(Data shown):

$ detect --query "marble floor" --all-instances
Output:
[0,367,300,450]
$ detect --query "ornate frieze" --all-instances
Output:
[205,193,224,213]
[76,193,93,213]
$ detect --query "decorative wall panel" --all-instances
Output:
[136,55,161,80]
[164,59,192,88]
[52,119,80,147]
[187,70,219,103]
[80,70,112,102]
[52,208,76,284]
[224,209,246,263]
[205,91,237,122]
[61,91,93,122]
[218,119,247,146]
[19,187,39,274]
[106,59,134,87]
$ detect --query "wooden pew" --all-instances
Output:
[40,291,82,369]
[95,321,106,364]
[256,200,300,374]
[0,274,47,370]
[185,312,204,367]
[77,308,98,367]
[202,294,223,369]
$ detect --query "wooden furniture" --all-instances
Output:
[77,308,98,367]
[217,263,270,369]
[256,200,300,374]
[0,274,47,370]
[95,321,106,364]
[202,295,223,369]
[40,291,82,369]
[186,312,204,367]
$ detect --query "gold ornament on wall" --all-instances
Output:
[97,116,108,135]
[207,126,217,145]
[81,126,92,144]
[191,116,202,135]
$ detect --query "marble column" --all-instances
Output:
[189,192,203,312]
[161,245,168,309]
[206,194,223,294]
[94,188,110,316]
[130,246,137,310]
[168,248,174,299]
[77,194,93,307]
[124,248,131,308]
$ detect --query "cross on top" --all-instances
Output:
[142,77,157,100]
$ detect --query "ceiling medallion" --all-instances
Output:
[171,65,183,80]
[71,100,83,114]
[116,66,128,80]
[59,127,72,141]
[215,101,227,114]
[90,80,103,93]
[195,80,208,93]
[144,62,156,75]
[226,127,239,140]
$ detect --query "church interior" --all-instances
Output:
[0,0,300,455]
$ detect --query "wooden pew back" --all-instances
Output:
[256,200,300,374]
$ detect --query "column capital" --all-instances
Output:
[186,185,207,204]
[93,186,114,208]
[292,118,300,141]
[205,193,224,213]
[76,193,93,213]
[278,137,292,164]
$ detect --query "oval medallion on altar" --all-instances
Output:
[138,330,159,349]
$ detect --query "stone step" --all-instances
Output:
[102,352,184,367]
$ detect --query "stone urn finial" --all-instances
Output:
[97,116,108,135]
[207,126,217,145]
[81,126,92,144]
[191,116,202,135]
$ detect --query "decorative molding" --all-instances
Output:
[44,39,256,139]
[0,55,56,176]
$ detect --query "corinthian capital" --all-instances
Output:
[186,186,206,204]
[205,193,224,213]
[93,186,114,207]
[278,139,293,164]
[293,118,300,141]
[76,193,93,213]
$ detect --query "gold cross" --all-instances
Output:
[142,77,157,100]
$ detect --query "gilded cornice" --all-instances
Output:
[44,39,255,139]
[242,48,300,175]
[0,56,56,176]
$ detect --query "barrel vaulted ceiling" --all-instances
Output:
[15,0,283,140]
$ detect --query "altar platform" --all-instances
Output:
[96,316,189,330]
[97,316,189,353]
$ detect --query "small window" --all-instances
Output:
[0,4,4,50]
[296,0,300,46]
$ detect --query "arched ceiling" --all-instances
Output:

(What you will do):
Please quote, word for word, every line from the first one through the line containing "[138,330,159,349]", including both of those lines.

(Task result):
$ detect --query "marble floor" --all-instances
Output:
[0,367,300,450]
$ detect --query "ornate frieze" --all-instances
Output:
[205,193,224,213]
[76,193,93,213]
$ detect --query "decorative wall panel" --all-instances
Output:
[136,55,161,80]
[164,59,192,88]
[52,119,80,147]
[187,70,219,103]
[80,70,112,102]
[52,208,76,284]
[224,209,246,263]
[205,91,237,122]
[61,91,93,122]
[218,119,247,146]
[19,187,39,274]
[106,59,134,87]
$ detect --query "wooden pew" --all-instances
Output:
[40,291,82,369]
[95,321,106,364]
[256,200,300,374]
[0,274,47,370]
[185,312,204,367]
[77,308,98,367]
[202,294,223,369]
$ detect --query "wooden furniture" --all-instances
Output:
[77,308,98,367]
[217,263,270,369]
[256,200,300,374]
[0,274,47,370]
[95,321,106,364]
[202,295,223,369]
[40,291,82,369]
[186,312,204,367]
$ detect --query "gold ornament on wall" --all-instances
Output:
[97,116,108,135]
[207,126,217,145]
[81,126,92,144]
[191,116,202,135]
$ detect --query "marble column" --all-instances
Output:
[189,192,203,312]
[161,245,168,309]
[206,194,223,294]
[94,188,110,316]
[130,246,137,310]
[168,248,174,299]
[77,194,93,307]
[124,248,131,308]
$ detect --query "cross on top" --all-instances
Output:
[142,77,157,100]
$ detect --query "ceiling medallion" --all-instances
Output:
[171,65,183,80]
[71,100,83,114]
[116,66,128,80]
[59,127,72,141]
[215,101,227,114]
[90,80,103,93]
[195,80,208,93]
[144,62,156,75]
[226,127,239,140]
$ detect --query "church interior" --all-instances
Output:
[0,0,300,455]
$ detect --query "wooden pew back" --all-instances
Output:
[256,200,300,374]
$ detect --query "column capital" --all-instances
Output:
[186,185,207,204]
[93,186,114,208]
[292,118,300,141]
[205,193,224,213]
[76,193,93,213]
[278,137,292,164]
$ detect --query "oval medallion on altar" --all-instances
Output:
[138,330,159,349]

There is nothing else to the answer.